Action item>
For the listing beneath, state how many lines contain the string "instance". Give the number by itself.

Records shown>
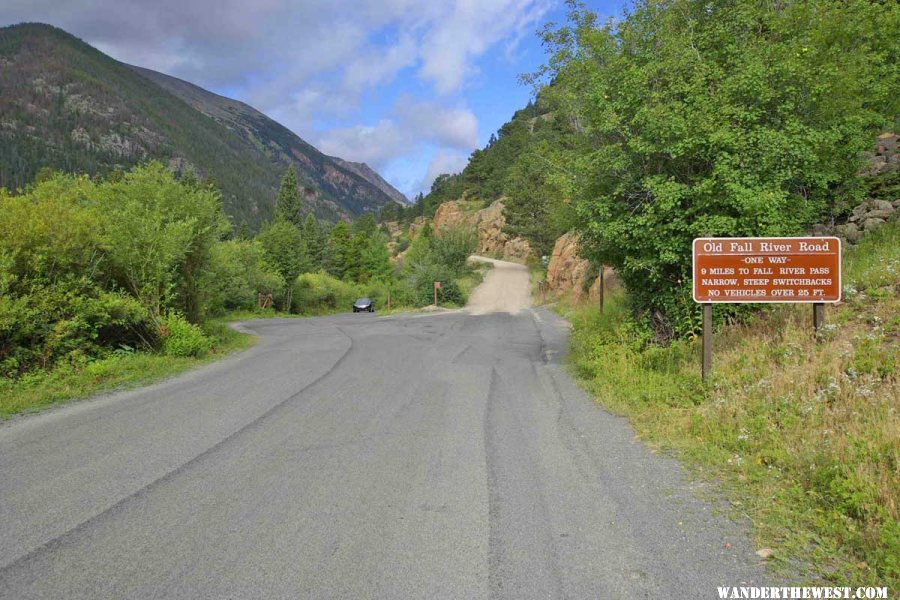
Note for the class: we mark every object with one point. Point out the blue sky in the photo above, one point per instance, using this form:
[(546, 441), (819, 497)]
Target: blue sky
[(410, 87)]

...

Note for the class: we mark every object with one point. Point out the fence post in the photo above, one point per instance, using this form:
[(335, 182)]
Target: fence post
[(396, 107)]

---

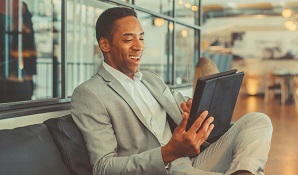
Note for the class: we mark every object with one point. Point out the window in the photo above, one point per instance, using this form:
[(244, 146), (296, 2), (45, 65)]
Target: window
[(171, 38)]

Task solution>
3